Bloc de texte
Pour Chu (2000), des échanges au sein d'un MOO peuvent être plus favorables à
l'apprentissage d'une langue qu'au sein d'un chat :
•
on peut pratiquer des activités même lorsqu'on est seul connecté,
•
le sentiment communautaire encourage les utilisateurs à revenir,
•
le sentiment de propriété, de contrôle, peut remédier à l'ennui ou l'anxiété,
•
les messages sont plus courts qu'un courriel, mais la fascination de l'aspect synchrone fait
que les sessions peuvent durer des heures,
•
les utilisateurs ont l’illusion d'un espace réel avec une certaine permanence.
Une autre caractéristique du MOO est l'immersion. Pour Robert Godwin-Jones (2004), le
MOO permet une expérience proche de l'immersion dans la langue et culture cible, mais en
plus « modeste », ou l'équivalent psychologique d'une immersion pour Chu (2000). Pour
Mario Tome (1999), il s'agit d'une immersion linguistique avec toutes les composantes
complémentaires (culturelles, sociologiques, etc.). Virginie Aimard (2005) va plus loin. Pour
elle, ces EVA permettent de «sortir de l’impasse de l’opposition binaire entre contexte naturel
(l’immersion) et contexte scolaire». Pour Demaizière et Narcy (2005) le MOO peut être le
cadre d’une « macro-tâche » : « le point de départ de la séquence pédagogique. Elle se définit
comme un ensemble d'actions constituant une forme de "mise en scène" de la réalité, ou d'un
type de fiction à laquelle les apprenants pourront adhérer. Elle conduit à une production
langagière non limitée à l'univers scolaire ».

Jeu de données
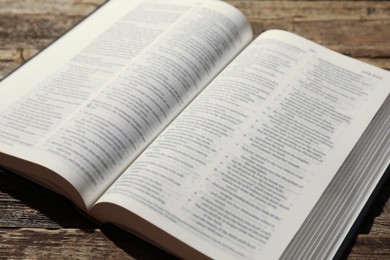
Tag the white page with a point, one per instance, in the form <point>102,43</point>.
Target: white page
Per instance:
<point>237,173</point>
<point>182,46</point>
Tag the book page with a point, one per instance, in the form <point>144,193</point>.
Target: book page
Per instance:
<point>236,174</point>
<point>99,109</point>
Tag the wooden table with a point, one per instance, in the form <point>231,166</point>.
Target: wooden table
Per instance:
<point>39,224</point>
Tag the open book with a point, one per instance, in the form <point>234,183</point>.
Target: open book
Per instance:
<point>168,119</point>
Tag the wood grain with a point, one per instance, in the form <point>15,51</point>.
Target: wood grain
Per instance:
<point>35,223</point>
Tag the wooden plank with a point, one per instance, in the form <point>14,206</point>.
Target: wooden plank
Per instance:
<point>314,11</point>
<point>51,7</point>
<point>111,243</point>
<point>368,247</point>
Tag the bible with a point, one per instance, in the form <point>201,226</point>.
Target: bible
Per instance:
<point>168,119</point>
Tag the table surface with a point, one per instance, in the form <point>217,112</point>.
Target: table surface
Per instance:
<point>35,223</point>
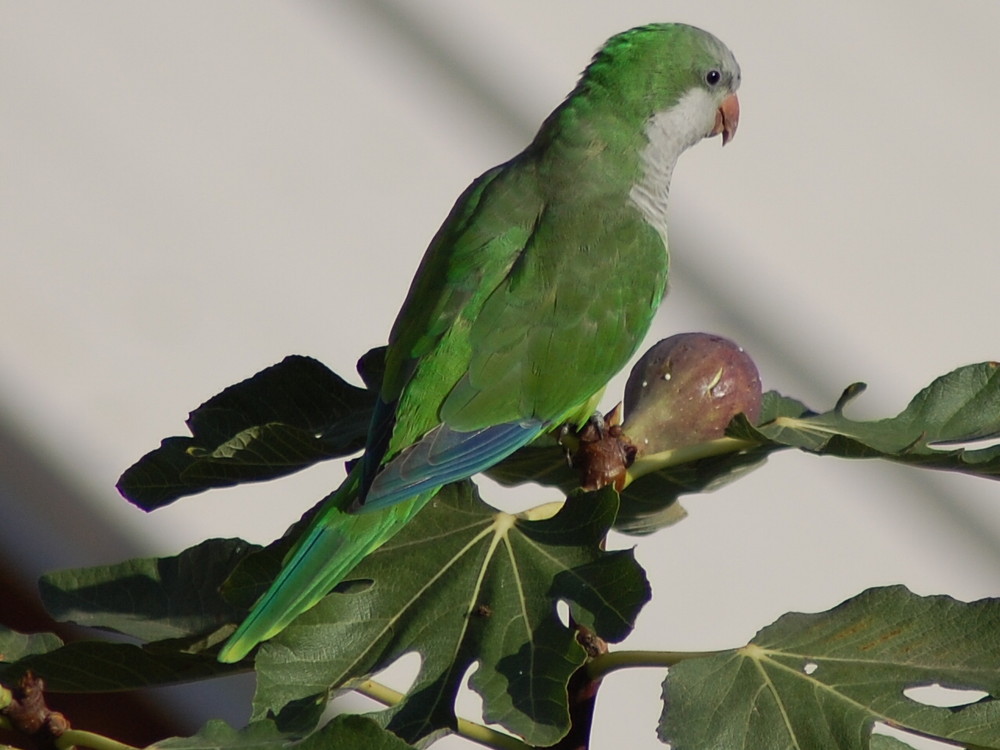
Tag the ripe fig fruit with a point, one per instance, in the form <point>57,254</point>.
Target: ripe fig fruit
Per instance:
<point>686,389</point>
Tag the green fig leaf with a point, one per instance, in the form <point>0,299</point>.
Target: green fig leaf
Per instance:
<point>283,419</point>
<point>822,681</point>
<point>463,584</point>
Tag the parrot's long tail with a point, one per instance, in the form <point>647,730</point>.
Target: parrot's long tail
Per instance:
<point>332,545</point>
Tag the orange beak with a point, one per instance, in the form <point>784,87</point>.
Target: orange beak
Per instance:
<point>727,118</point>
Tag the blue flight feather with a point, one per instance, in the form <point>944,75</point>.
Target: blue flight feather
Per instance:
<point>444,455</point>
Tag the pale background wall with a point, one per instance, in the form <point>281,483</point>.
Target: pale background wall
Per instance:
<point>190,191</point>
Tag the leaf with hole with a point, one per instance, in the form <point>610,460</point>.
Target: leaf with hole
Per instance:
<point>822,681</point>
<point>463,584</point>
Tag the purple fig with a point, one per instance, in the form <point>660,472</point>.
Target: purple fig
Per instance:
<point>686,389</point>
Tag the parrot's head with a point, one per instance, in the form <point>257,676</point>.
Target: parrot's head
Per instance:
<point>673,69</point>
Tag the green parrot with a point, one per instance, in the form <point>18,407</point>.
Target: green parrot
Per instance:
<point>536,290</point>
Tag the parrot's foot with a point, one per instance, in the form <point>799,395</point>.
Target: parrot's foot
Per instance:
<point>603,452</point>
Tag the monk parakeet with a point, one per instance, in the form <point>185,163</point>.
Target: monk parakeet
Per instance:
<point>536,290</point>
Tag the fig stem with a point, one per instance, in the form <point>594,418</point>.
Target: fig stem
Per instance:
<point>648,463</point>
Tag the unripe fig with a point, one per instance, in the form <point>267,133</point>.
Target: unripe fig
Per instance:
<point>686,389</point>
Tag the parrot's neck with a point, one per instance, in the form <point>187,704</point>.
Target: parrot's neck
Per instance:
<point>668,134</point>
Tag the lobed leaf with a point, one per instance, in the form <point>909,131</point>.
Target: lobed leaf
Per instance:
<point>463,584</point>
<point>821,681</point>
<point>150,598</point>
<point>283,419</point>
<point>342,733</point>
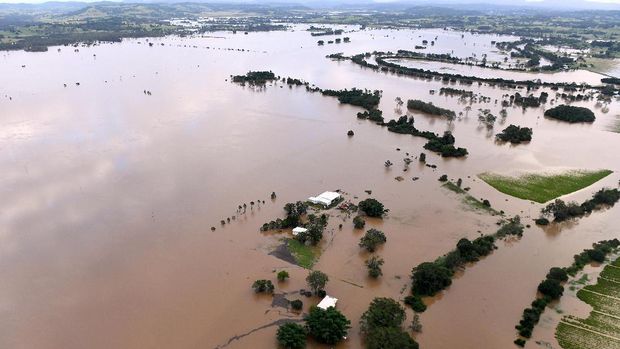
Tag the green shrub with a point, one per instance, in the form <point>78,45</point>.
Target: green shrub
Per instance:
<point>372,239</point>
<point>372,207</point>
<point>282,275</point>
<point>297,304</point>
<point>292,336</point>
<point>263,286</point>
<point>327,326</point>
<point>416,303</point>
<point>359,222</point>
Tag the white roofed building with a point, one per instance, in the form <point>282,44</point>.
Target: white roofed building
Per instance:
<point>327,302</point>
<point>299,230</point>
<point>326,199</point>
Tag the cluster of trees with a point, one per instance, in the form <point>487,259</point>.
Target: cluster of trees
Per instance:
<point>294,212</point>
<point>382,326</point>
<point>444,145</point>
<point>386,66</point>
<point>359,222</point>
<point>449,91</point>
<point>597,253</point>
<point>571,114</point>
<point>374,264</point>
<point>551,288</point>
<point>372,239</point>
<point>316,227</point>
<point>561,211</point>
<point>372,207</point>
<point>263,286</point>
<point>327,31</point>
<point>429,108</point>
<point>255,77</point>
<point>429,278</point>
<point>511,227</point>
<point>615,81</point>
<point>515,134</point>
<point>529,100</point>
<point>362,98</point>
<point>375,115</point>
<point>317,280</point>
<point>328,326</point>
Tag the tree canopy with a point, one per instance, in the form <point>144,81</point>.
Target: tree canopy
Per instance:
<point>327,326</point>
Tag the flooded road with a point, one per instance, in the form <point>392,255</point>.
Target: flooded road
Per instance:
<point>109,193</point>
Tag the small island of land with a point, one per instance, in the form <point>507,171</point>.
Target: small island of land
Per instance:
<point>543,187</point>
<point>570,114</point>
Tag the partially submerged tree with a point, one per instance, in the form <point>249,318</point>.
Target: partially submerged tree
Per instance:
<point>327,326</point>
<point>317,280</point>
<point>372,207</point>
<point>374,266</point>
<point>292,336</point>
<point>263,286</point>
<point>372,239</point>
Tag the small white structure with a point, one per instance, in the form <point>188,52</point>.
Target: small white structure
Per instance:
<point>327,302</point>
<point>298,230</point>
<point>325,199</point>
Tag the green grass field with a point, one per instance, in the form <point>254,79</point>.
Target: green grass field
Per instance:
<point>304,255</point>
<point>601,329</point>
<point>543,187</point>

Consigne
Recopiez fidèlement le passage du texte sur le MOO et l'apprentissage des langues, depuis « Pour Chu (2000), des » jusqu'à « une certaine permanence. » inclus.

Tâche réalisée
Pour Chu (2000), des échanges au sein d'un MOO peuvent être plus favorables à
l'apprentissage d'une langue qu'au sein d'un chat :
•
on peut pratiquer des activités même lorsqu'on est seul connecté,
•
le sentiment communautaire encourage les utilisateurs à revenir,
•
le sentiment de propriété, de contrôle, peut remédier à l'ennui ou l'anxiété,
•
les messages sont plus courts qu'un courriel, mais la fascination de l'aspect synchrone fait
que les sessions peuvent durer des heures,
•
les utilisateurs ont l’illusion d'un espace réel avec une certaine permanence.